[DATASET EXTRACT]
__________
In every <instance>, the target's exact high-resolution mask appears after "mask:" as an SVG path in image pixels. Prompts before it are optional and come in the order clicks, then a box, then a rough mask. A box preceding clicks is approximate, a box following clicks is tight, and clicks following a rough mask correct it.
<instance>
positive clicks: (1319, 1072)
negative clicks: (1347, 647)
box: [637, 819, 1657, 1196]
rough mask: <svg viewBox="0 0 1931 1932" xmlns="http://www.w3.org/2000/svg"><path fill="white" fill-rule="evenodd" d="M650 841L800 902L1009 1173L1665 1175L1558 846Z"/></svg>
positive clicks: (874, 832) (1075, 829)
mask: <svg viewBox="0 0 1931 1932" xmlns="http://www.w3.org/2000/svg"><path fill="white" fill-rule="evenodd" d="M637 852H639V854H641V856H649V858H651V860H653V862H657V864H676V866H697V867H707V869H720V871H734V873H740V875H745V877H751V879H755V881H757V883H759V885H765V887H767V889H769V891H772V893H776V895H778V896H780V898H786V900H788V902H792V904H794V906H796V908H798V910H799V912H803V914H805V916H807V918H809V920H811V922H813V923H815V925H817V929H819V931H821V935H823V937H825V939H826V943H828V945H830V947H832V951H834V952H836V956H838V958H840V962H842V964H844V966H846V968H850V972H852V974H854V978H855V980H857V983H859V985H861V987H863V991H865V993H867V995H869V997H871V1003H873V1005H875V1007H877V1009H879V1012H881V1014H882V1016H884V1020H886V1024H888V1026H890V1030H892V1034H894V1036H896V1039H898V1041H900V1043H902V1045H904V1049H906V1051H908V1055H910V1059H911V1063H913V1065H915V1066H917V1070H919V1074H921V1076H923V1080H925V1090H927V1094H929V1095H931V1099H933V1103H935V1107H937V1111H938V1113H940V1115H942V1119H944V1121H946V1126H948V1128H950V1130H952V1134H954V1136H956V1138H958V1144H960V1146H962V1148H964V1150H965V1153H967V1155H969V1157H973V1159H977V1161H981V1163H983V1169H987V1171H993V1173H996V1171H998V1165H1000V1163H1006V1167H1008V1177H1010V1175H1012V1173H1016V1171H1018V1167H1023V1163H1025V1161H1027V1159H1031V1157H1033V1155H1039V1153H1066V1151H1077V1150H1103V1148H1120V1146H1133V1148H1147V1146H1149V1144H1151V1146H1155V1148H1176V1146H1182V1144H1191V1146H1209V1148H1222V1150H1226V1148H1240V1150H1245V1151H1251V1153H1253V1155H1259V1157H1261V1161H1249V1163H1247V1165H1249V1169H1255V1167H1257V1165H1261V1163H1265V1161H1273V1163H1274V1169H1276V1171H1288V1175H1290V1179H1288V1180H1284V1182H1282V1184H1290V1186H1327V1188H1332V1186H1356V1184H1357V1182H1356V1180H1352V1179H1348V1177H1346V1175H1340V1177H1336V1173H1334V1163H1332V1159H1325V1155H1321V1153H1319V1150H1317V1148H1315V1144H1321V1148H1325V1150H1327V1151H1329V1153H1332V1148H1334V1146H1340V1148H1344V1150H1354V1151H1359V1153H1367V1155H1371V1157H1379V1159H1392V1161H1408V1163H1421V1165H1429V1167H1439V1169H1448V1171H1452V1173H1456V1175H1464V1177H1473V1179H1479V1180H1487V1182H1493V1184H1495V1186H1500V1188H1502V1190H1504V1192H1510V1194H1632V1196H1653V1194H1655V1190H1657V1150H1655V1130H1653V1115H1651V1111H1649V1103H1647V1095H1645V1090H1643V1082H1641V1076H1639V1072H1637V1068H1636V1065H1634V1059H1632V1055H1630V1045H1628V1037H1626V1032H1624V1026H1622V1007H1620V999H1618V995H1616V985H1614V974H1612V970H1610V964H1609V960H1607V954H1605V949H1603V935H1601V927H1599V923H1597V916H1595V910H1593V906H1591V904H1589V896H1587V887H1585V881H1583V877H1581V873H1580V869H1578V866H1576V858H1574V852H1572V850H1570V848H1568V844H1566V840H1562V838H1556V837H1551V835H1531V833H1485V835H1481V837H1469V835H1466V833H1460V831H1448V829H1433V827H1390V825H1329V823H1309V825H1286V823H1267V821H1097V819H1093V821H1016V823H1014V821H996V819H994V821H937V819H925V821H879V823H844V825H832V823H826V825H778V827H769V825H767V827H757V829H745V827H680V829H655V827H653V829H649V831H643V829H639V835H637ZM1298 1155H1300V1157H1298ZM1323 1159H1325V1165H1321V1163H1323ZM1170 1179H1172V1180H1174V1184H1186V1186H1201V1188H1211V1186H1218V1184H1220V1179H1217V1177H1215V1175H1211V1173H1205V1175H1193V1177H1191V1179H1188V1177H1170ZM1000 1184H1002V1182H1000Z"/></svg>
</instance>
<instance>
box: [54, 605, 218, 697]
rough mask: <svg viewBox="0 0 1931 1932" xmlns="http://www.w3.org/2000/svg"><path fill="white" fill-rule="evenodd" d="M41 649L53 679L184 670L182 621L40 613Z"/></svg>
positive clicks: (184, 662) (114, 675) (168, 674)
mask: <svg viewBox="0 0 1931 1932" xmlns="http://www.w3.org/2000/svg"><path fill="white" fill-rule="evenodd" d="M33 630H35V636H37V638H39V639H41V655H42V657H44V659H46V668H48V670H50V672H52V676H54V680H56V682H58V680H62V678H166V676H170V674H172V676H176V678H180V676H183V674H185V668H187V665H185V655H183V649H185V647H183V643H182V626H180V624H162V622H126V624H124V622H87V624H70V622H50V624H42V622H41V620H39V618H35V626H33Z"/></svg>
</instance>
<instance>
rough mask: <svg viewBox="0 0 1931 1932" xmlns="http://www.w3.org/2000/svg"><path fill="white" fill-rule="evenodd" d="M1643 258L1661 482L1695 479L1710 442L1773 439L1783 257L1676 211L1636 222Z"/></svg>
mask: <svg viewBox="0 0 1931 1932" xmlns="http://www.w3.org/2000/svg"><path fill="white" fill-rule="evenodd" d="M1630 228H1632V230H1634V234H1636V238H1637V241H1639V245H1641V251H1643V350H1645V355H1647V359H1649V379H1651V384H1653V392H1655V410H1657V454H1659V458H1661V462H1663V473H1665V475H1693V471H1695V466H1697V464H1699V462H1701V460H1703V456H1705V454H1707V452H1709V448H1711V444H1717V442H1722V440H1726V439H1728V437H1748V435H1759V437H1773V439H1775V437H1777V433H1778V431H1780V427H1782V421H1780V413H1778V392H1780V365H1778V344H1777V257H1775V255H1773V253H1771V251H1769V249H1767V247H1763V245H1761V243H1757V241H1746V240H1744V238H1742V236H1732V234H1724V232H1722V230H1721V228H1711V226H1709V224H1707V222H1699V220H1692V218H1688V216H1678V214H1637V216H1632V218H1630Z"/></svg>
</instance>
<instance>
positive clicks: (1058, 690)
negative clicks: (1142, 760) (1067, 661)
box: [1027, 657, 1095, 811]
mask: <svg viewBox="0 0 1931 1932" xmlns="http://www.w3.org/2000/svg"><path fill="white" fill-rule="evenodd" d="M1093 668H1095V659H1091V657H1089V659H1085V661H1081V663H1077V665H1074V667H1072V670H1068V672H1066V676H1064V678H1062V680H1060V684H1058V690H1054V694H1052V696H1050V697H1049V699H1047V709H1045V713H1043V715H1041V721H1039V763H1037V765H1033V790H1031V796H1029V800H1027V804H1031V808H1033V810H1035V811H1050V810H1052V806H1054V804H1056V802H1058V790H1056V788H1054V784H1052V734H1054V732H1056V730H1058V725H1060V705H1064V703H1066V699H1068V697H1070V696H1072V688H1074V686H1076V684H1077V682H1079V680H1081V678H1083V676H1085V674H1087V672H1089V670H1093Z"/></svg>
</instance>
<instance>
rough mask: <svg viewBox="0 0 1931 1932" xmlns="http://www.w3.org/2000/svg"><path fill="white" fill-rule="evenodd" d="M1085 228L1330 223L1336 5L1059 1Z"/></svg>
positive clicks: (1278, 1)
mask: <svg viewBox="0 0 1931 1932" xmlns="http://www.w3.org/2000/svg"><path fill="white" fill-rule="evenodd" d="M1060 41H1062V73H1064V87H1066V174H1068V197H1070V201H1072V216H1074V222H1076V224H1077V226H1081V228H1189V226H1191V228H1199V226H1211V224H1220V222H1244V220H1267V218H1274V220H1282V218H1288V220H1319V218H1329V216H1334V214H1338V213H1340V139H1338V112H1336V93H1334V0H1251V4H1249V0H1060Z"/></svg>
__________
[GOAL OF THE EXERCISE] Restate word for word the lines from the line containing "228L1330 223L1336 5L1059" through the last line of the listing, inclusive, and nothing beyond them.

[EXERCISE ANSWER]
rough mask: <svg viewBox="0 0 1931 1932" xmlns="http://www.w3.org/2000/svg"><path fill="white" fill-rule="evenodd" d="M1085 228L1330 223L1336 5L1059 1Z"/></svg>
positive clicks: (1278, 1)
mask: <svg viewBox="0 0 1931 1932" xmlns="http://www.w3.org/2000/svg"><path fill="white" fill-rule="evenodd" d="M1060 41H1062V73H1064V87H1066V174H1068V197H1070V201H1072V216H1074V222H1076V224H1077V226H1081V228H1189V226H1191V228H1199V226H1211V224H1220V222H1244V220H1267V218H1274V220H1282V218H1288V220H1319V218H1329V216H1334V214H1338V213H1340V139H1338V112H1336V93H1334V0H1251V4H1249V0H1060Z"/></svg>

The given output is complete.